▶ Your objective
Could you return all of the records exactly, minus their images?
= Beginning of Section =
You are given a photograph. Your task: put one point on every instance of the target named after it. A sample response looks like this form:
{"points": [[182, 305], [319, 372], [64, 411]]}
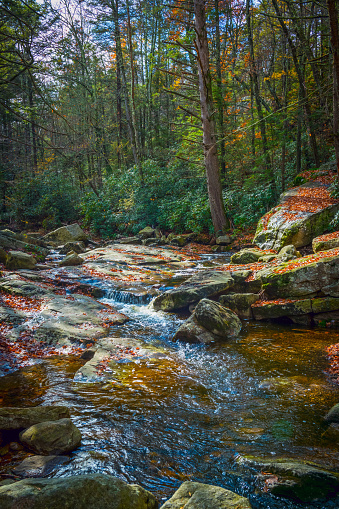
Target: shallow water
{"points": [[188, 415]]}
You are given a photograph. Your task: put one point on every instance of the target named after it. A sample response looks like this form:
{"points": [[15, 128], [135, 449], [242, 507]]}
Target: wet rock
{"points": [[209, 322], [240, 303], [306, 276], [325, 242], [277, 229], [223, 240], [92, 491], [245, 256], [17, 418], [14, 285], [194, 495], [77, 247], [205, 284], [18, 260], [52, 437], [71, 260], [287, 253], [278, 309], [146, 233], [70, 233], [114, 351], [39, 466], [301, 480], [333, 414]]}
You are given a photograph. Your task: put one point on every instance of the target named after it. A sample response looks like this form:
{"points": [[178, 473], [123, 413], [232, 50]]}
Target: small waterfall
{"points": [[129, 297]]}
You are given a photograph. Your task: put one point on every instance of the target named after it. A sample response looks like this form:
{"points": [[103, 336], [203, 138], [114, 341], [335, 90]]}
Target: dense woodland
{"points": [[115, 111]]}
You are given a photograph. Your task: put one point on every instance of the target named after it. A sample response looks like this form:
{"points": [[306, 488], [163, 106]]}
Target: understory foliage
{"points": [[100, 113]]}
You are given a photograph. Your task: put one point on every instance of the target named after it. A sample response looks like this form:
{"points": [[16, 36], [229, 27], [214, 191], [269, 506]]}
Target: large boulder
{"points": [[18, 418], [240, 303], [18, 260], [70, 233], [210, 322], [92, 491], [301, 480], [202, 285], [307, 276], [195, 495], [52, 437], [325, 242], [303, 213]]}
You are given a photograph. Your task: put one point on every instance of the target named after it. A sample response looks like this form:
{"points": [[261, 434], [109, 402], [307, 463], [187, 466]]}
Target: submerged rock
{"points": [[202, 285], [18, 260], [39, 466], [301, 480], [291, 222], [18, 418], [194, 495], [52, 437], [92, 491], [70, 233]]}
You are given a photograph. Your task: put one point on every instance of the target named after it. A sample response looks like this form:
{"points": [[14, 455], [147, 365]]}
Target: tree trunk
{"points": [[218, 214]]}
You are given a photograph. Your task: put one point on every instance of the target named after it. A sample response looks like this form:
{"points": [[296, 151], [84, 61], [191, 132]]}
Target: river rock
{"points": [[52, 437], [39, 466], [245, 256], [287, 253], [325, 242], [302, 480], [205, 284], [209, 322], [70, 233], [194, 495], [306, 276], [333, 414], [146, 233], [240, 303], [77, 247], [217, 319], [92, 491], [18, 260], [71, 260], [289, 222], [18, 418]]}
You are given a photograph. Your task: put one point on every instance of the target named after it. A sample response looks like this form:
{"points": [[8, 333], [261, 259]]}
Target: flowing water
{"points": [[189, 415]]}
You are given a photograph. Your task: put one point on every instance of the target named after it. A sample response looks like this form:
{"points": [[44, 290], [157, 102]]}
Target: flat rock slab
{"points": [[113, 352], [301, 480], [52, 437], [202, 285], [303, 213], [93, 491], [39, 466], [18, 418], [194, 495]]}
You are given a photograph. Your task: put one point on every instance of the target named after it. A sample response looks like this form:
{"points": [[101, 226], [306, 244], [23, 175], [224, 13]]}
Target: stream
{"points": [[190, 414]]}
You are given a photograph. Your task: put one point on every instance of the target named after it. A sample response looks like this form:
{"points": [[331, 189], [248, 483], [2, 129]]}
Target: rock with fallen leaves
= End of Section =
▶ Written reply
You are given a photograph. Your task: put one point on every instance of the target named after it. A sample response looks like this form:
{"points": [[182, 305], [319, 372], [64, 411]]}
Target: shallow water
{"points": [[188, 415]]}
You are given a photograph. Your task: put one point on every instance of the target named after it. A sample response looks like this form:
{"points": [[15, 128], [135, 449], [242, 507]]}
Target: wet rock
{"points": [[209, 322], [240, 303], [306, 276], [325, 242], [277, 229], [223, 240], [92, 491], [245, 256], [17, 418], [14, 285], [194, 495], [77, 247], [205, 284], [18, 260], [52, 437], [71, 260], [287, 253], [278, 309], [146, 233], [70, 233], [114, 351], [39, 466], [301, 480], [333, 414]]}
You are given a photograph. Your task: put one point on every instance of the target named after it. A sample response looks like this form:
{"points": [[178, 473], [123, 413], [232, 50]]}
Target: small waterfall
{"points": [[129, 297]]}
You are given a photograph. Your task: put one point on every instance of the target named after it. A sample response looks like this form:
{"points": [[103, 336], [203, 138], [114, 341], [335, 90]]}
Target: dense woodland
{"points": [[115, 111]]}
You are given a photograph. Your task: put one point on every instance of the target named after it. A sample response looks like this form:
{"points": [[306, 488], [163, 106]]}
Target: understory foliage
{"points": [[100, 113]]}
You are given a photograph. Your task: put one point on every instance of the target named after it. A sample response looks like this form:
{"points": [[16, 36], [229, 27], [214, 191], [269, 506]]}
Target: large boulder
{"points": [[18, 418], [240, 303], [18, 260], [70, 233], [210, 322], [92, 491], [301, 480], [202, 285], [307, 276], [195, 495], [52, 437], [325, 242], [303, 213]]}
You are given a photograph. Your task: put one point on every instance of the target named after it. A sample response looks like this form:
{"points": [[261, 434], [109, 402], [307, 463], [187, 466]]}
Target: submerged rock
{"points": [[202, 285], [18, 260], [39, 466], [301, 480], [291, 222], [18, 418], [194, 495], [52, 437], [92, 491], [70, 233]]}
You are given a photograph. Your task: put one point on every instance of the target named after it. A sample response looks like this form:
{"points": [[14, 455], [147, 365]]}
Target: tree trunk
{"points": [[218, 214]]}
You are given a photograph. Your task: put one point on every instance of the target named after it. A sample response looks like this form:
{"points": [[296, 151], [84, 61], [191, 132]]}
Target: river rock
{"points": [[52, 437], [39, 466], [245, 256], [287, 253], [325, 242], [302, 480], [205, 284], [209, 322], [70, 233], [194, 495], [306, 276], [333, 414], [146, 233], [240, 303], [77, 247], [217, 319], [92, 491], [18, 260], [71, 260], [289, 222], [18, 418]]}
You are given a photograph. Your task: put one point on every instance of the target named after it. A sample response looks like this form:
{"points": [[8, 333], [261, 259]]}
Target: flowing water
{"points": [[189, 415]]}
You are given a photograph. Your task: put one point on every instance of the target named after it. A sample response looks like this form:
{"points": [[44, 290], [157, 102]]}
Target: flat rock slab
{"points": [[113, 352], [301, 480], [52, 437], [202, 285], [303, 213], [93, 491], [39, 466], [18, 418], [194, 495]]}
You are given a photograph. Your task: put one point on every instance of the target named after it. A sample response looks like this form:
{"points": [[101, 226], [306, 244], [23, 175], [224, 13]]}
Target: stream
{"points": [[190, 414]]}
You are given a photograph. Your task: put one point on every instance of the target named after it. A sample response looks like this form:
{"points": [[331, 189], [248, 483], [2, 129]]}
Target: rock with fallen leaves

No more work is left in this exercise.